### Problem to solve
From the listing that follows, extract every line and set it down unaltered.

### Listed records
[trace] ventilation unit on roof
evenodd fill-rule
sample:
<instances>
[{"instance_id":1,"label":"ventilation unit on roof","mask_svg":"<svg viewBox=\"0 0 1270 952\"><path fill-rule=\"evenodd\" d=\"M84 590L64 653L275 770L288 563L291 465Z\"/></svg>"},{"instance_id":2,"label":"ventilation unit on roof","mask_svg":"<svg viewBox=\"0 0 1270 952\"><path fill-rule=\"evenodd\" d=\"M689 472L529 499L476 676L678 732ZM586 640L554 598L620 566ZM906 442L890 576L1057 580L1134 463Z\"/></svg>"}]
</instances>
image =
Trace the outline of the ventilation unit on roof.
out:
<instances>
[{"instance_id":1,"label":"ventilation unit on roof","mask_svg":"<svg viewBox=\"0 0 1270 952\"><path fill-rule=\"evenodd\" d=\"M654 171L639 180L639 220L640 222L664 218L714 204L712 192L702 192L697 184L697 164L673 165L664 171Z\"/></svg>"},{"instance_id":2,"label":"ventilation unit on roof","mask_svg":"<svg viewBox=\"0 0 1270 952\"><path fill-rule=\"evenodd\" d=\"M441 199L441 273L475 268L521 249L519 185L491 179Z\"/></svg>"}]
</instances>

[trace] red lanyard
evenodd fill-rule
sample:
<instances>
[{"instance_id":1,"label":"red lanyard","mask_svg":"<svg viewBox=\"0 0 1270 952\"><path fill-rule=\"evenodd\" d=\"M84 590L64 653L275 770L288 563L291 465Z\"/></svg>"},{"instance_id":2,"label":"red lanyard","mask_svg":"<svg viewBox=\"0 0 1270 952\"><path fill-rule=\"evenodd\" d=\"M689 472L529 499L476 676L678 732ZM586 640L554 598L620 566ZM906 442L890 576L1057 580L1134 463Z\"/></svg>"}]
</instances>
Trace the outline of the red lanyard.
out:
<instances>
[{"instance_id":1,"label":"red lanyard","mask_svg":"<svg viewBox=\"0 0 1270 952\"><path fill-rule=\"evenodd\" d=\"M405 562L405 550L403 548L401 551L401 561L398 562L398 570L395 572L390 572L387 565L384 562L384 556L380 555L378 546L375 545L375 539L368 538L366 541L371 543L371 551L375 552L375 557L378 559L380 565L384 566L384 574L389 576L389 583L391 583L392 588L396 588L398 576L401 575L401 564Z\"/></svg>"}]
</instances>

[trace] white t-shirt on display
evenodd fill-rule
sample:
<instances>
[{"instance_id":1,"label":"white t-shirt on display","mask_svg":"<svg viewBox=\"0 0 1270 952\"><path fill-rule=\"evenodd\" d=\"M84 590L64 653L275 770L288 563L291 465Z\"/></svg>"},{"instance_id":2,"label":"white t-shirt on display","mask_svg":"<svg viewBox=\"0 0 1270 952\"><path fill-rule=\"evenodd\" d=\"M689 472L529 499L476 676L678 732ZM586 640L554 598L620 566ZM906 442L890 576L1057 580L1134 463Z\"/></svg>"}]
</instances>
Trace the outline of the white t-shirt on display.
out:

### Response to the task
[trace] ventilation unit on roof
evenodd fill-rule
sample:
<instances>
[{"instance_id":1,"label":"ventilation unit on roof","mask_svg":"<svg viewBox=\"0 0 1270 952\"><path fill-rule=\"evenodd\" d=\"M84 590L64 653L275 770L288 563L291 465Z\"/></svg>"},{"instance_id":2,"label":"ventilation unit on roof","mask_svg":"<svg viewBox=\"0 0 1270 952\"><path fill-rule=\"evenodd\" d=\"M689 472L529 499L476 676L678 732ZM586 640L554 598L620 566ZM906 442L890 576L1057 580L1134 463Z\"/></svg>"}]
</instances>
image =
Trace the outline of the ventilation unit on roof.
out:
<instances>
[{"instance_id":1,"label":"ventilation unit on roof","mask_svg":"<svg viewBox=\"0 0 1270 952\"><path fill-rule=\"evenodd\" d=\"M654 171L639 180L639 220L640 222L664 218L714 204L712 192L702 192L697 184L697 164L673 165L664 171Z\"/></svg>"},{"instance_id":2,"label":"ventilation unit on roof","mask_svg":"<svg viewBox=\"0 0 1270 952\"><path fill-rule=\"evenodd\" d=\"M441 199L441 273L475 268L521 249L519 185L491 179Z\"/></svg>"}]
</instances>

[trace] red lanyard
evenodd fill-rule
sample:
<instances>
[{"instance_id":1,"label":"red lanyard","mask_svg":"<svg viewBox=\"0 0 1270 952\"><path fill-rule=\"evenodd\" d=\"M84 590L64 653L275 770L288 563L291 465Z\"/></svg>"},{"instance_id":2,"label":"red lanyard","mask_svg":"<svg viewBox=\"0 0 1270 952\"><path fill-rule=\"evenodd\" d=\"M689 472L529 499L476 676L678 732ZM586 640L554 598L620 566ZM906 442L890 576L1057 580L1134 463Z\"/></svg>"}]
</instances>
Trace the outline of the red lanyard.
out:
<instances>
[{"instance_id":1,"label":"red lanyard","mask_svg":"<svg viewBox=\"0 0 1270 952\"><path fill-rule=\"evenodd\" d=\"M405 562L405 550L403 548L401 551L401 561L398 562L398 570L395 572L390 572L387 565L384 562L384 556L380 555L378 546L375 545L375 539L368 538L366 541L371 543L371 551L375 552L375 557L378 559L380 565L384 566L384 574L389 576L389 583L391 583L392 588L396 588L398 576L401 575L401 564Z\"/></svg>"}]
</instances>

[trace] white t-shirt on display
evenodd fill-rule
sample:
<instances>
[{"instance_id":1,"label":"white t-shirt on display","mask_svg":"<svg viewBox=\"0 0 1270 952\"><path fill-rule=\"evenodd\" d=\"M84 590L64 653L275 770L288 563L291 465Z\"/></svg>"},{"instance_id":2,"label":"white t-shirt on display","mask_svg":"<svg viewBox=\"0 0 1270 952\"><path fill-rule=\"evenodd\" d=\"M689 472L529 499L476 676L678 732ZM586 640L554 598L620 566ZM906 442L890 576L1057 580L1134 463Z\"/></svg>"}]
</instances>
Trace the outline of the white t-shirt on display.
out:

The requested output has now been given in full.